■ **Exercise directions**:
Can you render the material below as a JSON list of strings, with one string per line and blank lines left out?

■ **Supplied material**:
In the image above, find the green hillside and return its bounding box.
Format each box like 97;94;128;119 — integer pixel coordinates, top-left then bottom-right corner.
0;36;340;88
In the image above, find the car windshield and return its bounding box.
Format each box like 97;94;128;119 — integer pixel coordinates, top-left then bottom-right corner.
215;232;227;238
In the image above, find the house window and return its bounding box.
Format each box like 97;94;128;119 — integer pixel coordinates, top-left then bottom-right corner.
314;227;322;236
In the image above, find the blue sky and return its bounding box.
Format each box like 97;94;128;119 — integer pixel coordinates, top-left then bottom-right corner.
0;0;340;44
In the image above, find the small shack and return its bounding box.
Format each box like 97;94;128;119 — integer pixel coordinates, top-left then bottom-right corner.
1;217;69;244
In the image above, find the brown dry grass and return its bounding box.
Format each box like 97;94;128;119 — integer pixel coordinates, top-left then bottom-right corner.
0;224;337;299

■ **Expected answer**:
[
  "In the image above, find the green hillside and return its bounding box.",
  "Format each box like 97;94;128;119 — integer pixel coordinates, top-left then bottom-right corner.",
  "0;36;340;88",
  "In the image above, find the car windshield and return its bounding box.",
  "Format each box like 97;94;128;119 — integer pixel coordinates, top-left then bottom-right corner.",
  "215;232;227;238",
  "In the image above, find the house window and return its bounding box.",
  "Format each box like 97;94;128;119 — integer pixel coordinates, top-left then bottom-right corner.",
  "314;227;322;236",
  "In the image above, find the blue sky and return its bounding box.",
  "Format each box like 97;94;128;119 — integer pixel coordinates, top-left then bottom-right corner.",
  "0;0;340;44",
  "In the image above, find the small shack and return its bounding box.",
  "Format each box like 97;94;128;119 — integer pixel coordinates, top-left then bottom-right corner.",
  "1;217;69;244",
  "In the image above, find the brown dry grass and return its bounding box.",
  "Format each box like 97;94;128;119 — integer pixel coordinates, top-left then bottom-right corner.",
  "0;224;337;299"
]